• _What you will do_
Search the entries below for the word "player" and copy every line where it appears.

• _Records for this task_
____
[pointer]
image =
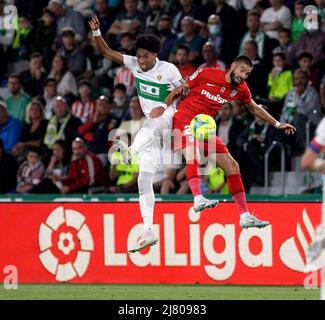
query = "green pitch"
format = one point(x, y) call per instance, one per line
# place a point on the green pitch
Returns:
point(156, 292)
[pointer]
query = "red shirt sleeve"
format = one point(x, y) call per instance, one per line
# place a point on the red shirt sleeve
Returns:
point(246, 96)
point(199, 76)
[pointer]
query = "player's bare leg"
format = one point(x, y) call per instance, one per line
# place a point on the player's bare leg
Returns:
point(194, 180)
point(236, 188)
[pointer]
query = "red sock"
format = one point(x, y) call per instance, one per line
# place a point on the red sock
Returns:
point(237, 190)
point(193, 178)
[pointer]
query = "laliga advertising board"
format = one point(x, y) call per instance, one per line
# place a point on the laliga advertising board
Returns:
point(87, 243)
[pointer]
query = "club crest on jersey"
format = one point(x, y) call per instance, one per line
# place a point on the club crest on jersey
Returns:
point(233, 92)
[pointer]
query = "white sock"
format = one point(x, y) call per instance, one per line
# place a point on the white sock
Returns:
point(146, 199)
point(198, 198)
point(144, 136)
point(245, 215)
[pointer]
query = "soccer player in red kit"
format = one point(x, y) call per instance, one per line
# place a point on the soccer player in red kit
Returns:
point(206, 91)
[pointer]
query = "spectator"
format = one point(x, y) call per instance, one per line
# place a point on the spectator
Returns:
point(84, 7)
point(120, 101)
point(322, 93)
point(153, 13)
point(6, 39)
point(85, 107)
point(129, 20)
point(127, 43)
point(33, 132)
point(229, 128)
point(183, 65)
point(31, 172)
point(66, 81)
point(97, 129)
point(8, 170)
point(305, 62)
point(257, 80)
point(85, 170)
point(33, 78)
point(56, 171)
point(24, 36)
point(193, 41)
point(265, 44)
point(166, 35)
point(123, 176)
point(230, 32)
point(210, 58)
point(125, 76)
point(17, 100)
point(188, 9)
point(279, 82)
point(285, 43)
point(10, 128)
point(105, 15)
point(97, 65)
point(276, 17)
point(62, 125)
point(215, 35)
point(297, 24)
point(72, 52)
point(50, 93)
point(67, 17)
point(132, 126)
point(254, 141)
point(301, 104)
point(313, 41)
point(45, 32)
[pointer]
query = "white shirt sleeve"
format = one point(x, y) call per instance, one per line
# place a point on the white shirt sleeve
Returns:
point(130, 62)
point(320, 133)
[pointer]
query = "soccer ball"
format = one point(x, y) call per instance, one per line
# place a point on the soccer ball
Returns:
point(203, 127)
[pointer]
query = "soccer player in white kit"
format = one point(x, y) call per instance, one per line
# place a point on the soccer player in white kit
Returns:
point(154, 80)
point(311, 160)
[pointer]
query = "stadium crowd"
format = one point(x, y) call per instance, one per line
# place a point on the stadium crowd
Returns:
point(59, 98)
____
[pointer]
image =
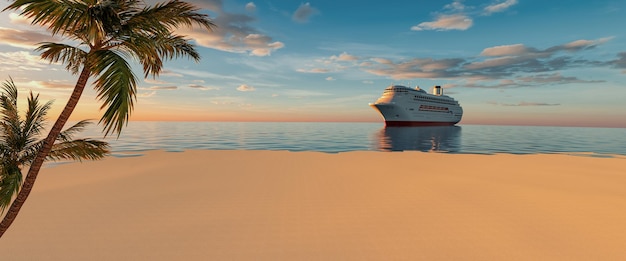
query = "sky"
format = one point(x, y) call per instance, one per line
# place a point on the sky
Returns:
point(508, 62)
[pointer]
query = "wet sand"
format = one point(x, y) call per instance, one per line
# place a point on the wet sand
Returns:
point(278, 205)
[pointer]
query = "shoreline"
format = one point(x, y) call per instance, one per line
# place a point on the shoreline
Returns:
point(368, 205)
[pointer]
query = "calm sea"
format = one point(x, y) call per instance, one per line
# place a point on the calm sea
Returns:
____
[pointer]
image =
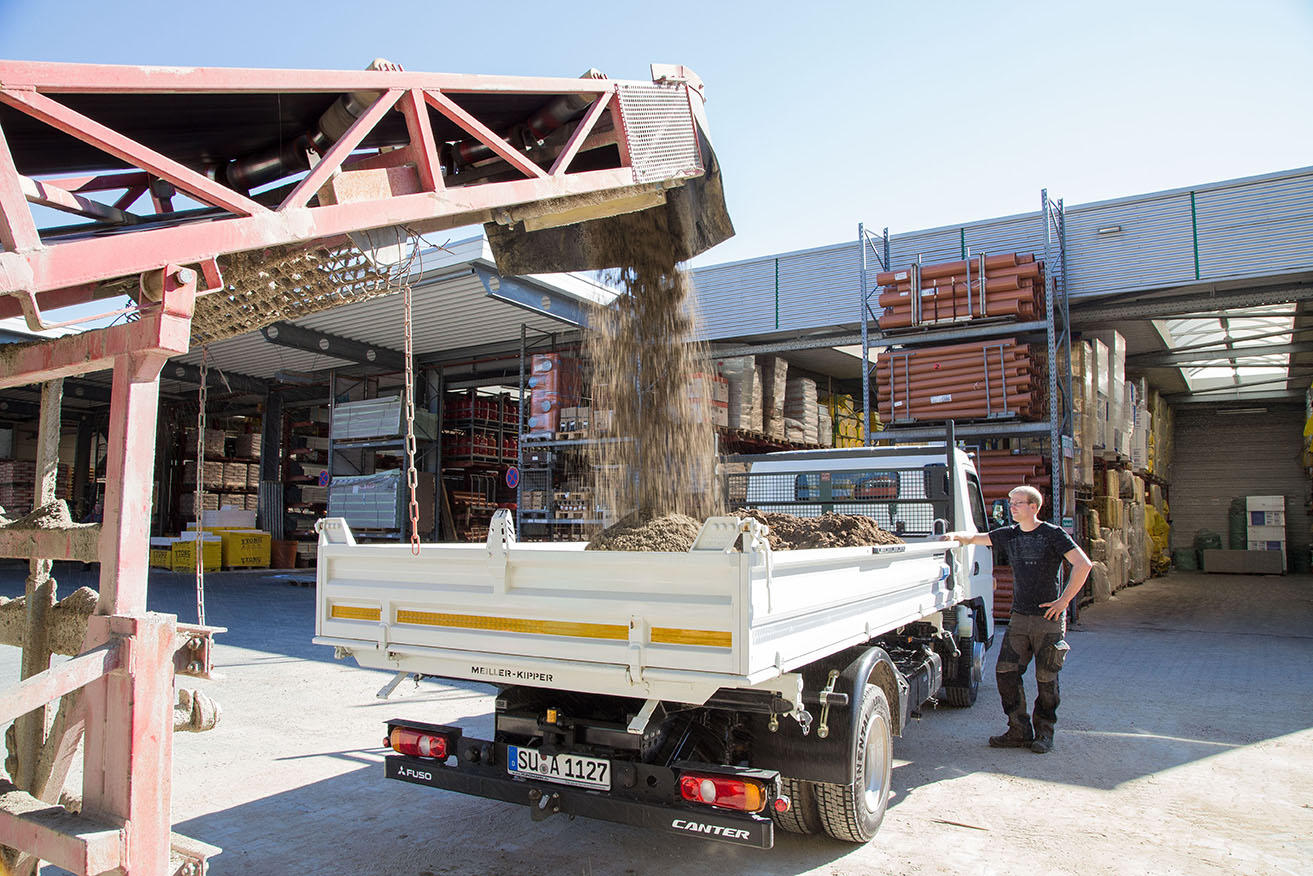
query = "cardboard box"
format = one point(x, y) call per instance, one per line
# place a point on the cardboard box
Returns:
____
• _Output of the task_
query = "player's bare leg"
# place a point on the player's bare leg
query = "soccer player in red kit"
# place a point on the soccer player in red kit
query = "soccer player in white kit"
# place a point on the soccer player in white kit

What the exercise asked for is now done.